TASK REQUIREMENTS: List every line in the rows below that contains the word "instance", matching case exactly.

Rows from a data source:
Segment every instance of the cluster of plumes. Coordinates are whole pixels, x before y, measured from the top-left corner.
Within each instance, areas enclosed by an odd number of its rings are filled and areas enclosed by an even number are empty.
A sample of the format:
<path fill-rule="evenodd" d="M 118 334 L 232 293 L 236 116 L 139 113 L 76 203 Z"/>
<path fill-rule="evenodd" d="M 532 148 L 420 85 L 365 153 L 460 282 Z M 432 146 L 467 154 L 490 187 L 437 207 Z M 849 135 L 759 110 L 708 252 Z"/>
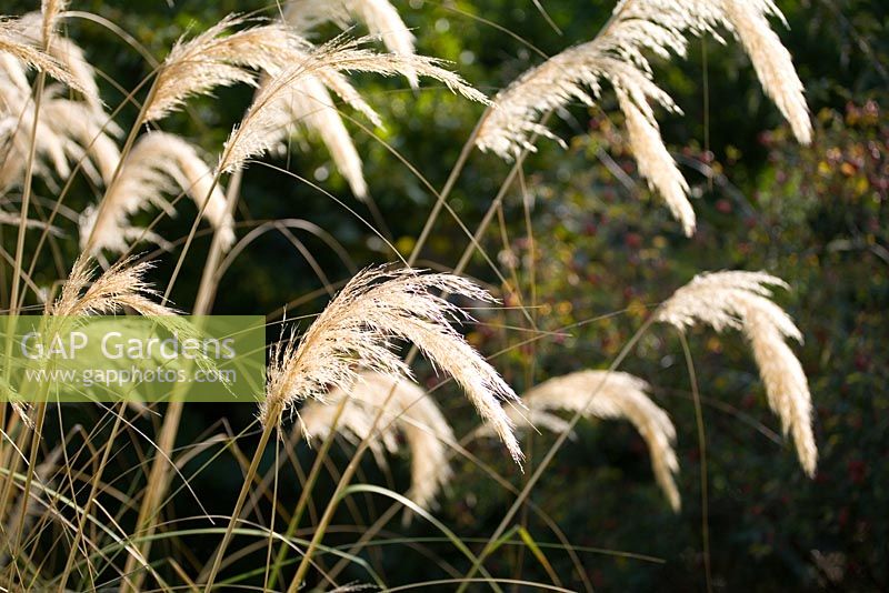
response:
<path fill-rule="evenodd" d="M 402 435 L 411 458 L 410 499 L 420 507 L 430 509 L 452 475 L 448 445 L 456 441 L 432 398 L 412 381 L 360 372 L 349 391 L 334 388 L 323 401 L 312 400 L 299 410 L 307 439 L 328 436 L 343 400 L 347 403 L 337 432 L 352 443 L 367 440 L 380 466 L 386 466 L 387 451 L 399 450 Z"/>
<path fill-rule="evenodd" d="M 602 31 L 523 73 L 501 91 L 483 122 L 477 145 L 502 158 L 533 150 L 533 135 L 553 138 L 539 123 L 541 113 L 578 100 L 592 105 L 602 82 L 613 87 L 625 114 L 629 144 L 639 172 L 668 203 L 686 234 L 695 231 L 688 183 L 661 139 L 652 104 L 679 112 L 653 81 L 646 52 L 685 56 L 688 37 L 719 29 L 731 32 L 750 56 L 766 93 L 776 102 L 802 143 L 811 123 L 802 83 L 790 53 L 769 24 L 781 18 L 772 0 L 622 0 Z"/>
<path fill-rule="evenodd" d="M 368 2 L 371 3 L 376 4 Z M 356 2 L 354 7 L 359 4 Z M 356 10 L 366 17 L 374 12 L 370 8 Z M 289 10 L 288 14 L 293 12 Z M 331 18 L 333 13 L 326 14 Z M 301 123 L 321 137 L 354 194 L 367 197 L 361 159 L 331 93 L 372 123 L 379 125 L 380 119 L 342 72 L 403 74 L 412 80 L 423 76 L 473 100 L 487 101 L 459 76 L 441 68 L 439 60 L 416 56 L 412 44 L 399 43 L 392 53 L 367 49 L 370 38 L 338 38 L 314 47 L 300 34 L 303 21 L 299 29 L 278 22 L 231 32 L 246 22 L 244 18 L 230 16 L 201 34 L 177 42 L 159 68 L 146 108 L 146 120 L 157 120 L 179 109 L 189 97 L 229 84 L 258 84 L 260 74 L 264 74 L 251 108 L 226 143 L 219 163 L 221 172 L 240 169 L 251 157 L 280 148 L 293 124 Z M 387 21 L 379 17 L 373 22 L 382 27 Z"/>
<path fill-rule="evenodd" d="M 631 374 L 578 371 L 530 389 L 521 398 L 528 410 L 513 409 L 509 414 L 519 429 L 539 426 L 552 432 L 569 430 L 568 422 L 553 414 L 555 411 L 580 413 L 585 418 L 629 420 L 648 445 L 658 485 L 670 506 L 678 511 L 676 428 L 667 412 L 648 396 L 649 389 L 648 383 Z"/>
<path fill-rule="evenodd" d="M 238 170 L 249 159 L 280 143 L 281 122 L 290 118 L 292 93 L 300 92 L 308 77 L 327 82 L 338 72 L 370 72 L 391 77 L 413 71 L 443 83 L 452 92 L 470 100 L 488 103 L 488 99 L 467 84 L 459 74 L 441 68 L 440 60 L 423 56 L 378 53 L 366 47 L 367 41 L 337 38 L 303 53 L 301 59 L 278 71 L 257 94 L 241 123 L 232 130 L 222 151 L 219 169 L 227 172 Z M 339 77 L 339 80 L 342 78 Z"/>
<path fill-rule="evenodd" d="M 47 4 L 46 16 L 32 12 L 0 23 L 0 29 L 6 29 L 0 38 L 12 34 L 51 60 L 64 76 L 44 70 L 82 98 L 69 99 L 63 87 L 47 86 L 37 121 L 34 171 L 46 179 L 51 179 L 52 172 L 64 179 L 71 174 L 70 163 L 80 162 L 94 183 L 107 182 L 119 159 L 112 137 L 120 130 L 102 111 L 94 71 L 83 50 L 67 38 L 51 34 L 62 7 L 58 2 Z M 50 37 L 44 41 L 43 36 Z M 46 52 L 37 49 L 42 47 L 48 47 Z M 36 109 L 28 69 L 33 66 L 40 64 L 0 43 L 0 191 L 22 181 L 28 162 Z"/>
<path fill-rule="evenodd" d="M 657 320 L 680 330 L 707 324 L 740 330 L 750 341 L 772 411 L 792 434 L 800 464 L 813 475 L 818 449 L 812 435 L 809 384 L 787 338 L 802 341 L 790 316 L 770 296 L 769 287 L 788 288 L 765 272 L 715 272 L 696 277 L 663 303 Z"/>
<path fill-rule="evenodd" d="M 123 253 L 140 240 L 167 247 L 163 239 L 130 224 L 129 219 L 150 205 L 174 215 L 176 209 L 163 194 L 181 190 L 191 197 L 216 231 L 222 233 L 222 247 L 228 249 L 234 242 L 234 222 L 213 178 L 192 144 L 170 133 L 143 134 L 127 154 L 102 202 L 83 211 L 81 248 L 93 254 L 102 249 Z"/>
<path fill-rule="evenodd" d="M 297 125 L 317 134 L 354 197 L 363 200 L 368 197 L 363 163 L 330 91 L 363 113 L 374 125 L 382 125 L 380 117 L 346 77 L 334 70 L 327 70 L 318 74 L 307 74 L 298 84 L 282 89 L 277 100 L 279 107 L 271 113 L 272 118 L 280 120 L 277 125 L 278 139 L 273 142 L 281 152 L 286 151 L 291 132 Z M 271 130 L 274 133 L 274 127 Z"/>
<path fill-rule="evenodd" d="M 492 300 L 476 284 L 451 274 L 387 268 L 358 273 L 299 341 L 291 338 L 273 350 L 260 405 L 263 425 L 280 422 L 283 412 L 308 399 L 323 400 L 333 389 L 349 393 L 359 368 L 391 380 L 411 376 L 393 351 L 392 340 L 404 340 L 462 388 L 512 459 L 520 461 L 512 422 L 501 405 L 515 402 L 516 394 L 451 326 L 469 316 L 430 291 Z"/>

FULL SOLUTION:
Segment every instance of the cluster of plumes. Coordinates are whole pixels, x before y, measured from the top-left corner.
Within each instance, areas enclosed by an odd number of its rings are filled and areas enclosed by an even number are empty.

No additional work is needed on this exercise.